[Objetivo]:
Responda com base no texto sobre a operação em Beslan:
1. Quantas pessoas morreram no cerco ao teatro em Moscou?
2. Em que cidade houve uma manifestação contra o cerco no primeiro dia da ação?
3. A que órgão Putin levou o problema em uma iniciativa inusitada?

[Texto do documento]:
O ataque chegou a ser visto como uma oportunidade para Putin
e para as autoridades russas se redimirem. Acontecendo, como
ocorreu, logo após a derrubada de
dois aviões russos por terroristas
e após outro ataque a bomba perto do metrô de Moscou, a esperança era que Putin mostraria do
que sua administração é feita, reprimindo duramente os seqüestradores. Mas os russos também
nutriam a esperança de que o cerco terminasse com os culpados
sumariamente punidos, e os inocentes resgatados em segurança.
A captura de um grande número de crianças acabou com os últimos resquícios de simpatia que os
russos pudessem nutrir pela causa tchetchena. No primeiro dia da
ação, chegou a ser promovida
uma manifestação contra o cerco
na capital tchetchena, Grozni.
A reação das autoridades começou de maneira promissora. Putin
prometeu agir com moderação e
expressou sua preferência por
uma solução pacífica. Em iniciativa inusitada, levou o problema até
o Conselho de Segurança da
ONU, obtendo o apoio moral da
entidade e uma declaração que inseriu o separatismo tchetcheno
militante no contexto do terrorismo global. Tudo indicava que Putin estava decidido a adotar uma
abordagem cautelosa e prudente.
A intenção pode ter sido essa.
Mas na noite de ontem ainda não
estava claro se as forças de ação
especial, as Spetsnasz, tinham
montado sua operação seguindo
um plano traçado de antemão ou
se a invasão tinha sido precipitada
por um fato inesperado no interior do prédio. Mas o que aconteceu fez Putin parecer insincero,
incompetente e fraco.
Longe de relegar ao esquecimento as imagens negativas do
cerco ao teatro em Moscou -no
qual morreram 160 pessoas devido ao fracasso dos serviços de
emergência em tratar os reféns
contra os efeitos do gás tóxico-,
a operação em Beslan só fez trazê-las à tona. A operação das forças
russas no teatro foi considerada
um sucesso militar, mas um desastre sob todos os outros aspectos. A operação de ontem parece
ter sido um fracasso estrondoso
sob todos os aspectos possíveis.
Uma operação que visava resgatar os reféns e punir os militantes
tchetchenos chegou a um resultado quase oposto. Além disso,
trouxe à tona uma realidade preocupante: a de que as já conhecidas
deficiências das forças armadas e
dos serviços de emergência russos
ainda não foram resolvidas. A
operação foi malsuprida e malcoordenada, o que reflete mal para o comandante supremo dessas
forças, o próprio Putin.

[Listagem fornecida]:
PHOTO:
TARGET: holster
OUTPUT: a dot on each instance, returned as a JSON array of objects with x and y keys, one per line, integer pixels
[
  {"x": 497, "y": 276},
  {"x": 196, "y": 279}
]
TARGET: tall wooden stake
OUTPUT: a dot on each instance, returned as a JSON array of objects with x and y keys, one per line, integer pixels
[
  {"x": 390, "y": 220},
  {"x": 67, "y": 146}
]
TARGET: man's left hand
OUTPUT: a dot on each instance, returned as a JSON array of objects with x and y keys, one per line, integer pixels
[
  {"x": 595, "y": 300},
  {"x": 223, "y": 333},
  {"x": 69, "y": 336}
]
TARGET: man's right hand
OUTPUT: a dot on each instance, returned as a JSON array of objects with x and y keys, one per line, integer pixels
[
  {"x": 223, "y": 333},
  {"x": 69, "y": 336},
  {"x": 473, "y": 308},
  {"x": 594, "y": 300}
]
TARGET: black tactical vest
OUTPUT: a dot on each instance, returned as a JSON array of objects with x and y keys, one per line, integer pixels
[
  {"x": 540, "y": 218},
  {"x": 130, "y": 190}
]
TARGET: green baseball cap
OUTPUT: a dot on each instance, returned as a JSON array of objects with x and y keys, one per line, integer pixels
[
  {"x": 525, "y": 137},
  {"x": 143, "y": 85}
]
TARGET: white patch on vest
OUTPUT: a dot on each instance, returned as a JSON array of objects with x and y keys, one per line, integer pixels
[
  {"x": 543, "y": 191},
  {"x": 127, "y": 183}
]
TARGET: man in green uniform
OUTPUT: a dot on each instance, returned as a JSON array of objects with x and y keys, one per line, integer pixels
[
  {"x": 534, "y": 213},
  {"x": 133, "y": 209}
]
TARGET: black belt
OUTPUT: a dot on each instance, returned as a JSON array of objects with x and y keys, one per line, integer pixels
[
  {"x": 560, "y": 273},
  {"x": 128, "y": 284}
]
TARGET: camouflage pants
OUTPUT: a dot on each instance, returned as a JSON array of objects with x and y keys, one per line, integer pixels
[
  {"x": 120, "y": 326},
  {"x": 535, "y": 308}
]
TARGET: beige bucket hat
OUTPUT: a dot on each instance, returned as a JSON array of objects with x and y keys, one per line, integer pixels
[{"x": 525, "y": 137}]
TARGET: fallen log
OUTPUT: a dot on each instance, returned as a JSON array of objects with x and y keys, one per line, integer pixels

[Resposta]:
1. 160 pessoas.
2. Em Grozni, a capital tchetchena.
3. Ao Conselho de Segurança da ONU.